*WHAT IS REQUIRED*
Write the material out again exactly.

Stored items from a collection:
___
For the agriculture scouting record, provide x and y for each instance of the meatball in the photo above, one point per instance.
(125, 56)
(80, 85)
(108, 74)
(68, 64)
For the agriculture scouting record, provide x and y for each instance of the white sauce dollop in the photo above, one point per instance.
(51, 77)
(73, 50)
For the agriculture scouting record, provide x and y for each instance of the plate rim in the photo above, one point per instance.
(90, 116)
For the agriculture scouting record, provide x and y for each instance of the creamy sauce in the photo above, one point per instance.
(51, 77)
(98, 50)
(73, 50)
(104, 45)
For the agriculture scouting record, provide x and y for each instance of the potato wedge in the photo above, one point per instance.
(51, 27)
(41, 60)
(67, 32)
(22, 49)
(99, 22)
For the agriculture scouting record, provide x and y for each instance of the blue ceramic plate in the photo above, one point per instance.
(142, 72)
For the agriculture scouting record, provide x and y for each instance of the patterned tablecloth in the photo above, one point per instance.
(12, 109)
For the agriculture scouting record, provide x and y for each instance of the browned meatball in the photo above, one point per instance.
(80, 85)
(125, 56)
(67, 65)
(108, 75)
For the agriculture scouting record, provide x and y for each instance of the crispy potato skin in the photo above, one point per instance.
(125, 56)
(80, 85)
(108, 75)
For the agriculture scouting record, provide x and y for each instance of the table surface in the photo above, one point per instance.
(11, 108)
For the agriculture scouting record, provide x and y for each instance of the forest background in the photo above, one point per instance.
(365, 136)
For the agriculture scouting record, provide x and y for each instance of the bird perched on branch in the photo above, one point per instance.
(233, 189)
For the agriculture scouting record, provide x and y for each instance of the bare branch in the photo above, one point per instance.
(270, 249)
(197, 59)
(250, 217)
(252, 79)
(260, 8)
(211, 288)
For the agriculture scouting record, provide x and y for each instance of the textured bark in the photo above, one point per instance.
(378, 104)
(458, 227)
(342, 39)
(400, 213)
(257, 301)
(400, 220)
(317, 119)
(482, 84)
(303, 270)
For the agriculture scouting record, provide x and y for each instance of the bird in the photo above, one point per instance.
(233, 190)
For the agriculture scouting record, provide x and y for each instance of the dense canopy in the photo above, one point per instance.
___
*RESULT OF THIS TASK*
For the agriculture scouting record, provide x and y for each instance of the meatball in the photo above, one point per instance.
(125, 56)
(80, 85)
(108, 74)
(68, 64)
For the agriculture scouting record, provide x and y for each instance of the white sauce dollop in the photo above, one point per instance.
(51, 77)
(73, 50)
For the agriculture scouting record, provide x and y for each instance of the plate rim in the photo above, one point per instance.
(90, 116)
For the agriculture scouting record, provide x and y for each instance of the creamy sauce in the photo above, one point per instance.
(51, 77)
(98, 50)
(73, 50)
(104, 45)
For the agriculture scouting record, provide x and y for each instance of the potato wedge in the photo above, one point per instance.
(51, 27)
(41, 60)
(67, 32)
(22, 49)
(99, 22)
For the agriculture scouting record, provide x and y for each instance of the blue ceramic plate in the photo above, one point per instance.
(142, 72)
For the agriculture scouting record, provide x and y for each instance of the patterned tablecloth in the photo above, one point per instance.
(12, 109)
For the agriculture scouting record, provide x and y for each instance of the browned meatball in the photo above, one point per instance.
(80, 85)
(125, 56)
(67, 65)
(108, 75)
For the agriculture scouting record, provide x and y for each instance of the crispy potato skin in the photo above, one point per instance.
(125, 56)
(80, 85)
(108, 75)
For the agriculture scouting record, provide x and y for each instance of the table surface in the photo above, one point per instance.
(11, 108)
For the agriculture scouting record, provide x and y for each instance of the forest background in the photo above, one point per instance.
(365, 136)
For the agriculture scouting record, provide x and y for each instance of the bird perched on branch in the photo above, one point per instance.
(233, 189)
For the agriculture scouting record, provide x and y for each instance of the bare branch in the photo above, one point per instance.
(270, 249)
(197, 59)
(250, 217)
(252, 79)
(260, 8)
(211, 288)
For the agriculture scouting record, provide x and y for each instance of the textured bark in the photo above, one point per instance.
(378, 104)
(458, 227)
(342, 39)
(400, 213)
(257, 301)
(400, 220)
(317, 119)
(482, 84)
(303, 270)
For the agriculture scouting record, provide x and y for each instance of the bird in the photo above, one point per instance.
(233, 190)
For the agriculture scouting record, provide x and y for each instance of the dense canopy in the photo above, one point per instance.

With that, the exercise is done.